====== Given data ======
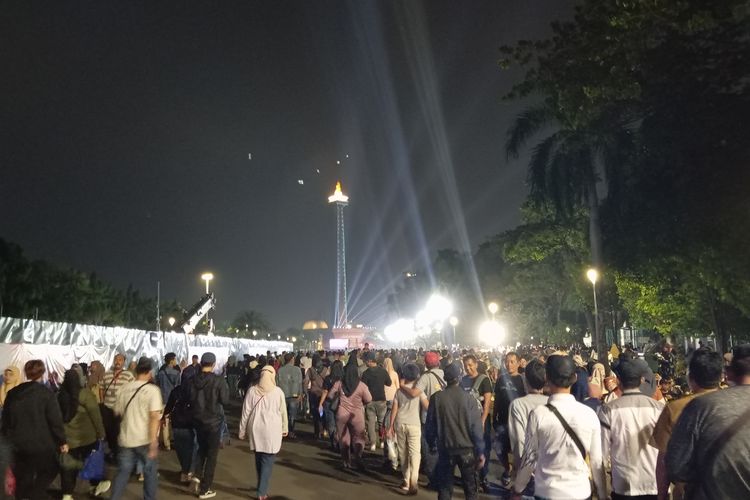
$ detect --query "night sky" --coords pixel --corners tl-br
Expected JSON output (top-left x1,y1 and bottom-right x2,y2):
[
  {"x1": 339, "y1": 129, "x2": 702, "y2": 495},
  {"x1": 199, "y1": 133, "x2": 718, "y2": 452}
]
[{"x1": 1, "y1": 1, "x2": 573, "y2": 330}]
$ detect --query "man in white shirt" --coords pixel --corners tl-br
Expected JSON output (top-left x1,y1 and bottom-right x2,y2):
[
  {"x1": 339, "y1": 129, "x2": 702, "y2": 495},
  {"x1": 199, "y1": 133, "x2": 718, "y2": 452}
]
[
  {"x1": 512, "y1": 355, "x2": 606, "y2": 500},
  {"x1": 507, "y1": 359, "x2": 548, "y2": 496},
  {"x1": 110, "y1": 357, "x2": 163, "y2": 500},
  {"x1": 600, "y1": 358, "x2": 664, "y2": 499}
]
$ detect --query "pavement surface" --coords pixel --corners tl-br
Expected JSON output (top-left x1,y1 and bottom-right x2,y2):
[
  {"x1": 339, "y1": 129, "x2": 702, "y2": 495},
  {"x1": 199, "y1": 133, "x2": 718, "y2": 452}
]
[{"x1": 67, "y1": 400, "x2": 499, "y2": 500}]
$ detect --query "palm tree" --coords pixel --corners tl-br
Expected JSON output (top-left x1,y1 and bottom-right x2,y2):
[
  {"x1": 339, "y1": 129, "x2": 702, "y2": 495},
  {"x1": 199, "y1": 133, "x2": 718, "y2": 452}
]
[
  {"x1": 505, "y1": 102, "x2": 636, "y2": 353},
  {"x1": 232, "y1": 310, "x2": 272, "y2": 338}
]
======
▶ _Task goal_: Could you return the listing above exactly, minus its pictures?

▶ _Result of this exercise_:
$ detect --query "night sky" --coords pixel --corners tl-br
Expected JSON output (top-left x1,y1 and bottom-right x2,y2):
[
  {"x1": 339, "y1": 129, "x2": 702, "y2": 495},
  {"x1": 199, "y1": 133, "x2": 718, "y2": 452}
]
[{"x1": 1, "y1": 1, "x2": 573, "y2": 330}]
$ detect --query "man in white shirt" --coords pixel --corners tl-br
Expected JSON output (top-left x1,y1 and bottom-right x2,y2):
[
  {"x1": 339, "y1": 129, "x2": 702, "y2": 495},
  {"x1": 199, "y1": 133, "x2": 718, "y2": 452}
]
[
  {"x1": 512, "y1": 355, "x2": 606, "y2": 500},
  {"x1": 507, "y1": 359, "x2": 548, "y2": 496},
  {"x1": 110, "y1": 357, "x2": 163, "y2": 500},
  {"x1": 600, "y1": 358, "x2": 664, "y2": 499}
]
$ detect --query "pavement surface" --coords pixel --corners tl-br
Expected JSON output (top-left x1,y1 and bottom-right x2,y2):
[
  {"x1": 339, "y1": 129, "x2": 702, "y2": 495},
  {"x1": 199, "y1": 133, "x2": 718, "y2": 452}
]
[{"x1": 67, "y1": 400, "x2": 499, "y2": 500}]
$ detect --query "palm tree" --coords pixel --corners tl-br
Expected JSON output (top-left x1,y1 and bottom-right x2,y2):
[
  {"x1": 339, "y1": 129, "x2": 702, "y2": 495},
  {"x1": 199, "y1": 133, "x2": 718, "y2": 452}
]
[
  {"x1": 505, "y1": 102, "x2": 636, "y2": 353},
  {"x1": 232, "y1": 310, "x2": 272, "y2": 338}
]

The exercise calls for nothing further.